Dataset items

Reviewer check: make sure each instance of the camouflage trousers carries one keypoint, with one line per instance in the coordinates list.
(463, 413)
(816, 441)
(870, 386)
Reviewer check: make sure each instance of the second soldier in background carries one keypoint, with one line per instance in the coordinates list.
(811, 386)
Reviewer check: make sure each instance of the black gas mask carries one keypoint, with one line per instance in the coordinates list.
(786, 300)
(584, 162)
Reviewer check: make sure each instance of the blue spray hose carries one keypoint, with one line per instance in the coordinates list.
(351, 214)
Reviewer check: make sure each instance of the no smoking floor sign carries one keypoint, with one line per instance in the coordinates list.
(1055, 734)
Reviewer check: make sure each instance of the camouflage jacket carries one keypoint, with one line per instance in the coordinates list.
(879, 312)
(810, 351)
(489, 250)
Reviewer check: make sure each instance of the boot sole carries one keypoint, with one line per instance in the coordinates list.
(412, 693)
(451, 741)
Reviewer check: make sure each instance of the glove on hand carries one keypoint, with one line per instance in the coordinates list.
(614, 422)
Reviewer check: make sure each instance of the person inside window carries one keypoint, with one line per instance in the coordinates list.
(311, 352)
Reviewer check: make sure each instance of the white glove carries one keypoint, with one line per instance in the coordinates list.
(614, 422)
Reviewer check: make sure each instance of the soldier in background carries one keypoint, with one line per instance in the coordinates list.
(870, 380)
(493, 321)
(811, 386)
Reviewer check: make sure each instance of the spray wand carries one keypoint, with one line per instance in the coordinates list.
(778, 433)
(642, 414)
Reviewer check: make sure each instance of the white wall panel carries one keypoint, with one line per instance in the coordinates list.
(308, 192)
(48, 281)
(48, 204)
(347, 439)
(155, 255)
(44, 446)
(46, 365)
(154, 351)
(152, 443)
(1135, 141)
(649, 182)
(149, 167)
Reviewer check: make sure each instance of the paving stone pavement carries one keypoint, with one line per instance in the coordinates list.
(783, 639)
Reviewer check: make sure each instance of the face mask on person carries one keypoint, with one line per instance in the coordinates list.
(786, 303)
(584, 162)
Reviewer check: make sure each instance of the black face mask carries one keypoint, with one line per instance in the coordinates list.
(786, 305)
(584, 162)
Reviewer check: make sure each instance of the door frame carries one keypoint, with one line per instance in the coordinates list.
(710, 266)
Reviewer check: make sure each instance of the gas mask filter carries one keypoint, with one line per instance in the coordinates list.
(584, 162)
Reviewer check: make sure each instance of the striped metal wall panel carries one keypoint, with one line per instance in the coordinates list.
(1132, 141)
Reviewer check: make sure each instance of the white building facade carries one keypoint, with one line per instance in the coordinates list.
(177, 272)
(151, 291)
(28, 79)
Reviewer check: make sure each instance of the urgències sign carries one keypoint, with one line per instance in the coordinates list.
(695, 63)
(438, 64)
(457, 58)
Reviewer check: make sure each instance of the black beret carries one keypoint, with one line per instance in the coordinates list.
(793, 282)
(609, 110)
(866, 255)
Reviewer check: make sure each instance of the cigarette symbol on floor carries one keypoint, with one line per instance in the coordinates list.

Problem to work on: Take the line with "Reviewer check: make sure each instance of the paving" and all lines after it through the end of the records, and write them out exactly; include nothing else.

Complete output:
Reviewer check: make sure each instance of the paving stone pavement carries one keypoint, with one line per instance in the coordinates list.
(783, 639)
Reviewer check: make sure each instance of the face mask on person carries one keypoint, with one line per instance in the coordinates list.
(786, 303)
(584, 162)
Reviewer check: make sure each instance of the black face mask carries one keypoint, with one line per instance in the coordinates list.
(786, 305)
(584, 162)
Reviewer check: make sure each instance of the door frame carries one keypoint, with one line per instance in the coordinates list.
(710, 266)
Reviewer check: make sure each instance of the gas mask filter carries one keypoint, with one line per instance in the coordinates list.
(584, 162)
Reviewer check: make sure each instance of the striped metal wall panel carries one keypoint, with one line per instance in the coordinates list.
(1132, 141)
Reviewer check: make sure each instance of the white building facade carries one keypoint, with one line per instance in the coordinates list.
(177, 272)
(151, 291)
(28, 79)
Reviewer check: make sure each instance of the urgències sign carries one keypoint, with one line per instance in the coordinates list.
(695, 63)
(438, 64)
(457, 58)
Reviewer check: make sure each instance of the black beret carries one keypoint, with one line per instance in the coordinates list.
(793, 282)
(609, 110)
(866, 255)
Reviewer check: make sure each instance of the cigarette symbol on floor carries one keypoint, with one line per instance in the coordinates list.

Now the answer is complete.